Estratto del documento
◆ ◆ ◆ ◆ ◆ ◆ ◆
Vendemmia Tardiva – Comicità a 99 cents (umorismo spicciolo)
Partiamo con i simpatici punk-rocker della Vendemmia Tardiva: un gruppo toscano che con questo ep appena pubblicato cerca di strapparci una risata (il pogo lo lasciamo ai live, che immaginiamo sudati e molto intensi).
Come ci provano? È presto detto. Un punk rock non troppo violento, ma energico e veloce, suonato non malissimo, arrangiato in modo molto classico, ma che a qualche estimatore del genere potrebbe anche piacere. La qualità è da autoproduzione, ma si lascia ascoltare (se avete un po’ il gusto del caos lo-fi). Dunque… qual è il problema?
Il problema, alla fine, sta tutto qua: la risata non scatta (ma neanche un sorrisino, eh). Ora, questa potrebbe essere per loro anche un’ottima notizia: l’umorismo, come il senso del bello, è qualcosa di molto soggettivo, e magari ciò che non fa ridere me fa ridere tutti gli altri 59 milioni e rotti di potenziali ascoltatori italiani. Ma a me, proprio, i Vendemmia Tardiva non fanno ridere.
◆ ◆ ◆ ◆ ◆ ◆ ◆
Come procedere
Riporta alla lettera il passo della recensione sull'ep dei Vendemmia Tardiva, partendo dalle parole "Vendemmia Tardiva –" e fermandoti dopo le parole "è il problema?".

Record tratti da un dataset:
◆ ◆ ◆ ◆ ◆ ◆ ◆
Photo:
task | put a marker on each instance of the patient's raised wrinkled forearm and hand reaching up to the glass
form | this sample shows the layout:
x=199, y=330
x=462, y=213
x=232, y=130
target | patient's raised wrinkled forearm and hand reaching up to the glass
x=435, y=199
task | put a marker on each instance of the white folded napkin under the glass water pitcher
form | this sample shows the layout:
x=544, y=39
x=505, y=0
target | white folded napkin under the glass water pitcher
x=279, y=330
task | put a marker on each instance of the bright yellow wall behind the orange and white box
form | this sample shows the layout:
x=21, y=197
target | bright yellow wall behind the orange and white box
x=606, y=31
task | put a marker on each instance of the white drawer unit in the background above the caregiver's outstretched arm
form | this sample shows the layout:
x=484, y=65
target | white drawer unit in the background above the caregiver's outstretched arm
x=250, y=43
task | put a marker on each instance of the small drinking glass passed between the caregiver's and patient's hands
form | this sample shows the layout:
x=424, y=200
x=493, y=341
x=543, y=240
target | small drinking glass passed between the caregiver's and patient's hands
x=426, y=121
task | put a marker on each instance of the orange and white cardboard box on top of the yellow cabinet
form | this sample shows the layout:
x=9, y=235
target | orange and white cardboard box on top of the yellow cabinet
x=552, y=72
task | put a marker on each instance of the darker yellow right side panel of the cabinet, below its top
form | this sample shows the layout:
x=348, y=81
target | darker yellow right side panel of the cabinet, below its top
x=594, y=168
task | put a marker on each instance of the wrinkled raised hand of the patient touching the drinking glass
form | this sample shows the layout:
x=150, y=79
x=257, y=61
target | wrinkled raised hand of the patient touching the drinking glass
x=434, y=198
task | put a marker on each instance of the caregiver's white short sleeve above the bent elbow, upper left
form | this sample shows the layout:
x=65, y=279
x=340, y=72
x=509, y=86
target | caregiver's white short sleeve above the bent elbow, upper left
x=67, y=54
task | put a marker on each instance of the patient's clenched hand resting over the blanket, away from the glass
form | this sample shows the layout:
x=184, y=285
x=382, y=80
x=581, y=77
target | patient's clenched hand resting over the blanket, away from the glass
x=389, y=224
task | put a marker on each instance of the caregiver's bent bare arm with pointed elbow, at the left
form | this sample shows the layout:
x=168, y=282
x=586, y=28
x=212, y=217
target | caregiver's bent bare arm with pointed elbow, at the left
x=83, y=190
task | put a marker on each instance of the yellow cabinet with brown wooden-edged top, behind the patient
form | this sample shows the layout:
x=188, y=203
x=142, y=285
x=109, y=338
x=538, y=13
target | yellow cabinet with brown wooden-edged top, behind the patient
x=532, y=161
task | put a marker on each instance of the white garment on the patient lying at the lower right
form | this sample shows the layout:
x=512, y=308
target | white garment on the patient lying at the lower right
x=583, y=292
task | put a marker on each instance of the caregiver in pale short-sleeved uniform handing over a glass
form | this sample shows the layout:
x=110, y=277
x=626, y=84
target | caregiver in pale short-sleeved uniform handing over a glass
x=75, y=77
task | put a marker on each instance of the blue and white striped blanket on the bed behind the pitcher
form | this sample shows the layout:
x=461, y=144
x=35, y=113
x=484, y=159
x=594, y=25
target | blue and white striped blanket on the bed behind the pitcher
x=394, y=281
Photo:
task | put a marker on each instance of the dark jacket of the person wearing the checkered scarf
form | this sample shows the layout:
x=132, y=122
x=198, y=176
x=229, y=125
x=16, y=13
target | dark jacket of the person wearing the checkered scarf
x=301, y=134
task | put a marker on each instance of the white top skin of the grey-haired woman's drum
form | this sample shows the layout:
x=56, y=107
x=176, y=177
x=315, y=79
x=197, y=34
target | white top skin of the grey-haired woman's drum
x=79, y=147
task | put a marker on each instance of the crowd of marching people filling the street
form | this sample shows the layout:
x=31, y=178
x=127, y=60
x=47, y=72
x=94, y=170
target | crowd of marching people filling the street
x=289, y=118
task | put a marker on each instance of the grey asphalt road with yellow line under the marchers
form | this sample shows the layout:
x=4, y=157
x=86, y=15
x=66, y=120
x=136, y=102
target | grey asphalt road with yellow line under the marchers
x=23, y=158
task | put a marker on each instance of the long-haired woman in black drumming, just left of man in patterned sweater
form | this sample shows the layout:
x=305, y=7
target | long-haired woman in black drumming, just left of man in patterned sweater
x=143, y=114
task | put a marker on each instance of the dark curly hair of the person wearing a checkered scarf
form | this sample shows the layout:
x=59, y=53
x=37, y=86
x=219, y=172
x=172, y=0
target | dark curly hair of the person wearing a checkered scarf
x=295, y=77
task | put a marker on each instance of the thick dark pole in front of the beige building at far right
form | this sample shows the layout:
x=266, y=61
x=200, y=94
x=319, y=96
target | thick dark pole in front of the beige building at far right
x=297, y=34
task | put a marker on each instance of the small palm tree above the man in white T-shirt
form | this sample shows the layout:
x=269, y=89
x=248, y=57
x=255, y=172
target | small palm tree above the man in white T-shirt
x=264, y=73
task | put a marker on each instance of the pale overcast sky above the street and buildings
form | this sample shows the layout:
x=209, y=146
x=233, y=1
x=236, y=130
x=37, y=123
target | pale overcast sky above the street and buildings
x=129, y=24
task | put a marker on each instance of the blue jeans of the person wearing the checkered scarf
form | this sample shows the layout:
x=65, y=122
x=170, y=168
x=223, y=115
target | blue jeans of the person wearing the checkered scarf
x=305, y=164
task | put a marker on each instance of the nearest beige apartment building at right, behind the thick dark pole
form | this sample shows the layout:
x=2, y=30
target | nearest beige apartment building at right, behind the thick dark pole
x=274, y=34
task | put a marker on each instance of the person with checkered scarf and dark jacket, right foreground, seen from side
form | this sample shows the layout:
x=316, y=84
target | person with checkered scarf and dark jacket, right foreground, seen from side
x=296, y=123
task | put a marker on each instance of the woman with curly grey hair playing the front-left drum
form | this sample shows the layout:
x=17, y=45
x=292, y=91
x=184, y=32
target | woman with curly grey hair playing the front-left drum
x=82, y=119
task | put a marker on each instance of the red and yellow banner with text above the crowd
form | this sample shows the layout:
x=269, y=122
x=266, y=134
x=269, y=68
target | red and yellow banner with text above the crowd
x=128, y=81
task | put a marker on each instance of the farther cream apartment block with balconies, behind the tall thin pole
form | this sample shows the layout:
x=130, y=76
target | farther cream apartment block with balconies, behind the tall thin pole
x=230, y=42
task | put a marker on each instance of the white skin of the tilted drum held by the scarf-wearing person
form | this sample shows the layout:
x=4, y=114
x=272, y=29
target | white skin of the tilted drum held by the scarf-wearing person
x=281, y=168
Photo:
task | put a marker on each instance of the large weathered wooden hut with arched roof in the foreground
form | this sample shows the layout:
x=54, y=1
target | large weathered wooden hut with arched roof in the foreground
◆ ◆ ◆ ◆ ◆ ◆ ◆
Risposta scritta
Vendemmia Tardiva – Comicità a 99 cents (umorismo spicciolo)
Partiamo con i simpatici punk-rocker della Vendemmia Tardiva: un gruppo toscano che con questo ep appena pubblicato cerca di strapparci una risata (il pogo lo lasciamo ai live, che immaginiamo sudati e molto intensi).
Come ci provano? È presto detto. Un punk rock non troppo violento, ma energico e veloce, suonato non malissimo, arrangiato in modo molto classico, ma che a qualche estimatore del genere potrebbe anche piacere. La qualità è da autoproduzione, ma si lascia ascoltare (se avete un po’ il gusto del caos lo-fi). Dunque… qual è il problema?